WORK REQUEST:
Print back every record below, exactly as it stands.

RECORDS PROVIDED:
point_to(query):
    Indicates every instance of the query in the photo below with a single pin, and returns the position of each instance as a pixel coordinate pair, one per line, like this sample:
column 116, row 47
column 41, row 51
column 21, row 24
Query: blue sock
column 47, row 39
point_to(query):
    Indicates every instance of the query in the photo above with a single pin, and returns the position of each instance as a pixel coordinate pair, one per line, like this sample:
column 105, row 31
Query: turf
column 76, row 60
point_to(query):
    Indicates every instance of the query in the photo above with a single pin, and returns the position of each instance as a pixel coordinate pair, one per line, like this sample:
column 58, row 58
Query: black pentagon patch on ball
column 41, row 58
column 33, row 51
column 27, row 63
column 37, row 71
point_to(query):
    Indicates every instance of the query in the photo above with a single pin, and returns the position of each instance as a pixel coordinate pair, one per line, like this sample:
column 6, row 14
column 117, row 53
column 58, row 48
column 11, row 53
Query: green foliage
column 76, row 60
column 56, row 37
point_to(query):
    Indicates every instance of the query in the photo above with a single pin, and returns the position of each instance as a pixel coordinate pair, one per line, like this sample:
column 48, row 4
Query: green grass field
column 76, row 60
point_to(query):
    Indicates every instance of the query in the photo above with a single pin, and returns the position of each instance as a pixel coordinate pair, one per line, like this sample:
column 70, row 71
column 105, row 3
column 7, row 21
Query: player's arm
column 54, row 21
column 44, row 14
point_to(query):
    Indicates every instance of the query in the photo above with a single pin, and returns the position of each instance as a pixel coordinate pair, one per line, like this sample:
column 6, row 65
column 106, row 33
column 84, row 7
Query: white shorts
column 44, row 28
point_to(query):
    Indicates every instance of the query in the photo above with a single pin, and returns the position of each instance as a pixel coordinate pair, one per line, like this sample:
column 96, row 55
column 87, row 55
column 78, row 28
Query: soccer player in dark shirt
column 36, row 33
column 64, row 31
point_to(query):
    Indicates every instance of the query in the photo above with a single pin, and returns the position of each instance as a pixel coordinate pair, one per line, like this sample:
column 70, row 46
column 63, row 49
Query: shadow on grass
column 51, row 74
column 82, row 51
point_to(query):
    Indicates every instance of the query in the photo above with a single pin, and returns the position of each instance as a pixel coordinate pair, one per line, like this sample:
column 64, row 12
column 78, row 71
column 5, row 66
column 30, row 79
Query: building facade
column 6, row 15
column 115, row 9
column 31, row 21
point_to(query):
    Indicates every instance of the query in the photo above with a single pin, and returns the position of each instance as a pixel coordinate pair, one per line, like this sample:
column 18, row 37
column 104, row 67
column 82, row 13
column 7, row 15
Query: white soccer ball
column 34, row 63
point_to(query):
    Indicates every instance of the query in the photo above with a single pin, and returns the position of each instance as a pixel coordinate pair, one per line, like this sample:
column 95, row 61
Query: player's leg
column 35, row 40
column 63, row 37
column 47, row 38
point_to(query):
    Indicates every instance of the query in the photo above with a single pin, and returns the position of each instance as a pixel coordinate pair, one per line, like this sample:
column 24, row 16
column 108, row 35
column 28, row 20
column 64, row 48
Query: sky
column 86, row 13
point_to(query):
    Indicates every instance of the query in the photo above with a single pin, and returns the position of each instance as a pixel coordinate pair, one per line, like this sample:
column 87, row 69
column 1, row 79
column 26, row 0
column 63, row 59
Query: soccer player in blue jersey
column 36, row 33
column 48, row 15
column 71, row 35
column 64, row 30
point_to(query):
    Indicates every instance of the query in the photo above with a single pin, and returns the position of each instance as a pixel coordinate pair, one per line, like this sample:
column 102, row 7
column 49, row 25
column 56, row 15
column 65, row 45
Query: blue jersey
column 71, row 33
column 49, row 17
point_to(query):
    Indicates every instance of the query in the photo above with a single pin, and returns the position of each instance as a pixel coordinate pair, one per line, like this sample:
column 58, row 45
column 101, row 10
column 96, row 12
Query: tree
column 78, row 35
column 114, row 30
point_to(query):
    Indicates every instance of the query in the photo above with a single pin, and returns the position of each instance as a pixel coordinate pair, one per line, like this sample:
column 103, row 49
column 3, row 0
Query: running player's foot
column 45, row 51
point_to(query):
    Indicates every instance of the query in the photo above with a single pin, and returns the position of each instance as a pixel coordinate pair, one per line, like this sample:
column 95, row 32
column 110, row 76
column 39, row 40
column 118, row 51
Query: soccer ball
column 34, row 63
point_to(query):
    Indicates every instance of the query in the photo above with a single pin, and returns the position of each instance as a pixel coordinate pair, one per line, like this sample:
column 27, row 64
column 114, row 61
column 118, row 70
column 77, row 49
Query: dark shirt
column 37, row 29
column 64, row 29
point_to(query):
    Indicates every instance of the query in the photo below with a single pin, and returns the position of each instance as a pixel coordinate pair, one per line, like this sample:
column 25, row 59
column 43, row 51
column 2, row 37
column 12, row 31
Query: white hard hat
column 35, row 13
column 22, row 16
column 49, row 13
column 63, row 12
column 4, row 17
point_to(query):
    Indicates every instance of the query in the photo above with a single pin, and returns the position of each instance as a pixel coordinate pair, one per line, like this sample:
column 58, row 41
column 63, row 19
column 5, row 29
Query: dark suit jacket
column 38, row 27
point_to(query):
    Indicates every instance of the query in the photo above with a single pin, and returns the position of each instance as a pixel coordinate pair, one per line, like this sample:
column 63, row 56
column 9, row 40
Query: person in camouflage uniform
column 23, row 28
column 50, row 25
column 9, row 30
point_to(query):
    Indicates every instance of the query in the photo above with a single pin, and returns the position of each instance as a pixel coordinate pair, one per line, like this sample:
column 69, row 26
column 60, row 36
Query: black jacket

EXPECTED OUTPUT:
point_to(query):
    Indicates every instance of the query in the photo below with a single pin, and returns the position of each instance as a pixel coordinate pair, one per line, like this sample:
column 116, row 47
column 41, row 51
column 21, row 24
Query: blue sock
column 47, row 39
point_to(query):
    Indicates every instance of the query in the photo above with a single pin, and returns the position of each instance as a pixel coordinate pair, one per line, like this sample:
column 105, row 31
Query: turf
column 76, row 60
point_to(query):
    Indicates every instance of the query in the photo above with a single pin, and returns the position of each instance as a pixel coordinate pair, one per line, like this sample:
column 58, row 58
Query: black pentagon patch on ball
column 41, row 58
column 33, row 51
column 27, row 63
column 37, row 71
point_to(query):
    Indicates every instance of the query in the photo above with a single pin, and returns the position of each instance as a pixel coordinate pair, one per line, like this sample:
column 6, row 14
column 117, row 53
column 58, row 48
column 11, row 53
Query: green foliage
column 76, row 60
column 56, row 37
point_to(query):
    Indicates every instance of the query in the photo above with a single pin, and returns the position of each instance as a pixel coordinate pair, one per line, like this sample:
column 48, row 4
Query: green grass field
column 76, row 60
point_to(query):
    Indicates every instance of the query in the photo above with a single pin, and returns the position of each instance as a pixel coordinate pair, one per line, like this sample:
column 70, row 71
column 105, row 3
column 7, row 21
Query: player's arm
column 54, row 21
column 44, row 14
point_to(query):
    Indicates every instance of the query in the photo above with a single pin, and returns the position of each instance as a pixel coordinate pair, one per line, like this sample:
column 6, row 65
column 106, row 33
column 84, row 7
Query: white shorts
column 44, row 28
point_to(query):
    Indicates every instance of the query in the photo above with a single pin, and returns the position of each instance as a pixel coordinate pair, one per line, like this sample:
column 96, row 55
column 87, row 55
column 78, row 28
Query: soccer player in dark shirt
column 36, row 33
column 64, row 31
point_to(query):
    Indicates every instance of the query in the photo above with a single pin, and returns the position of each instance as a pixel coordinate pair, one per line, like this sample:
column 70, row 46
column 63, row 49
Query: shadow on grass
column 51, row 74
column 82, row 51
point_to(query):
    Indicates every instance of the query in the photo above with a single pin, and returns the position of each instance as a pixel coordinate pair, one per line, like this sample:
column 64, row 12
column 78, row 71
column 5, row 66
column 30, row 79
Query: building facade
column 6, row 15
column 115, row 9
column 31, row 21
point_to(query):
    Indicates every instance of the query in the photo above with a single pin, and returns the position of each instance as a pixel coordinate pair, one per line, like this sample:
column 18, row 37
column 104, row 67
column 82, row 13
column 7, row 15
Query: white soccer ball
column 34, row 63
point_to(query):
    Indicates every instance of the query in the photo above with a single pin, and returns the position of each instance as a pixel coordinate pair, one per line, like this sample:
column 95, row 61
Query: player's leg
column 35, row 40
column 63, row 37
column 47, row 38
point_to(query):
    Indicates every instance of the query in the photo above with a single pin, and returns the position of each instance as a pixel coordinate pair, one per line, like this sample:
column 24, row 16
column 108, row 35
column 28, row 20
column 64, row 48
Query: sky
column 86, row 13
point_to(query):
    Indicates every instance of the query in the photo above with a single pin, and returns the position of each instance as a pixel coordinate pair, one per line, like this sample:
column 87, row 69
column 1, row 79
column 26, row 0
column 63, row 59
Query: soccer player in blue jersey
column 36, row 33
column 48, row 15
column 71, row 35
column 64, row 30
point_to(query):
    Indicates every instance of the query in the photo above with a single pin, and returns the position of each instance as a pixel coordinate pair, one per line, like this sample:
column 102, row 7
column 49, row 25
column 56, row 15
column 65, row 45
Query: blue jersey
column 71, row 33
column 49, row 17
point_to(query):
    Indicates every instance of the query in the photo above with a single pin, and returns the position of each instance as a pixel coordinate pair, one per line, like this sample:
column 58, row 45
column 101, row 10
column 96, row 12
Query: tree
column 78, row 35
column 114, row 30
point_to(query):
    Indicates every instance of the query in the photo above with a single pin, and returns the position of each instance as a pixel coordinate pair, one per line, like this sample:
column 103, row 49
column 3, row 0
Query: running player's foot
column 45, row 51
point_to(query):
    Indicates every instance of the query in the photo above with a single pin, and returns the position of each instance as a pixel coordinate pair, one per line, like this sample:
column 95, row 32
column 110, row 76
column 39, row 40
column 118, row 51
Query: soccer ball
column 34, row 63
point_to(query):
    Indicates every instance of the query in the photo above with a single pin, and returns the position of each instance as a pixel coordinate pair, one per line, like this sample:
column 27, row 64
column 114, row 61
column 118, row 70
column 77, row 49
Query: dark shirt
column 37, row 29
column 64, row 29
point_to(query):
    Indicates every instance of the query in the photo below with a single pin, and returns the position of each instance as a pixel coordinate pair, one per line, like this sample:
column 25, row 59
column 43, row 51
column 2, row 37
column 12, row 31
Query: white hard hat
column 35, row 13
column 22, row 16
column 49, row 13
column 63, row 12
column 4, row 17
point_to(query):
    Indicates every instance of the query in the photo above with a single pin, and returns the position of each instance as a pixel coordinate pair, one per line, like this sample:
column 58, row 41
column 63, row 19
column 5, row 29
Query: dark suit jacket
column 38, row 27
point_to(query):
    Indicates every instance of the query in the photo above with a single pin, and returns the position of each instance as a pixel coordinate pair, one per line, like this sample:
column 63, row 56
column 9, row 40
Query: person in camouflage uniform
column 23, row 28
column 50, row 25
column 9, row 30
point_to(query):
    Indicates every instance of the query in the photo above with a single pin, and returns the position of each instance as a pixel coordinate pair, one per line, like this sample:
column 69, row 26
column 60, row 36
Query: black jacket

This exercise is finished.